Start of Block
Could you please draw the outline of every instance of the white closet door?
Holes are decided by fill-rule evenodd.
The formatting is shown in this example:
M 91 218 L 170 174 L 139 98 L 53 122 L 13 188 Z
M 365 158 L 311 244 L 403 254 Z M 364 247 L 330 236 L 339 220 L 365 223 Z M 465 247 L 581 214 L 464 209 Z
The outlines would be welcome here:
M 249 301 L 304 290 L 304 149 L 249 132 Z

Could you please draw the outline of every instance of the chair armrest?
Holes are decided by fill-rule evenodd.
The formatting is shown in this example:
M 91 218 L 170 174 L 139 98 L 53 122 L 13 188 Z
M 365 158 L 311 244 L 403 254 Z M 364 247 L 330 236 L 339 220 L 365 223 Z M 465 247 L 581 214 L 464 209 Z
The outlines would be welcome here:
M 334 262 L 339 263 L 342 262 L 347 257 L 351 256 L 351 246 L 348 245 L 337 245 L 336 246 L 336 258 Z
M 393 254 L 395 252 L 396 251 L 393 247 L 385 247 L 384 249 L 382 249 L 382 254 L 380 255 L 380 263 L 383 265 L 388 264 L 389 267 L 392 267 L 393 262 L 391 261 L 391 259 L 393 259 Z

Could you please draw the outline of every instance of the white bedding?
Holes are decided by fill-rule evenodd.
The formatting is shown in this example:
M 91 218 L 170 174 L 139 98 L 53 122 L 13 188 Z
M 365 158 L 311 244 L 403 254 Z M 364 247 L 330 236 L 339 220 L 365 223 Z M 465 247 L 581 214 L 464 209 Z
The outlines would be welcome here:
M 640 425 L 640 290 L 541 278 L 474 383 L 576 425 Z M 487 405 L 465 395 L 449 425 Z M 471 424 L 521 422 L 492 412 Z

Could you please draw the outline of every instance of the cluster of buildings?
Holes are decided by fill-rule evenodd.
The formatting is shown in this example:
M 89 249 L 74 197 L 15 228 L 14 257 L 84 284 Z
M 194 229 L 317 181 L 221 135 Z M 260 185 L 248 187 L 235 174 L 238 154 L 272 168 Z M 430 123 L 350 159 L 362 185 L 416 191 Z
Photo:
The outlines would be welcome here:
End of Block
> [Your task]:
In the records above, the lines containing the string "every" should be counted; give only the total.

> [Solution to this problem]:
4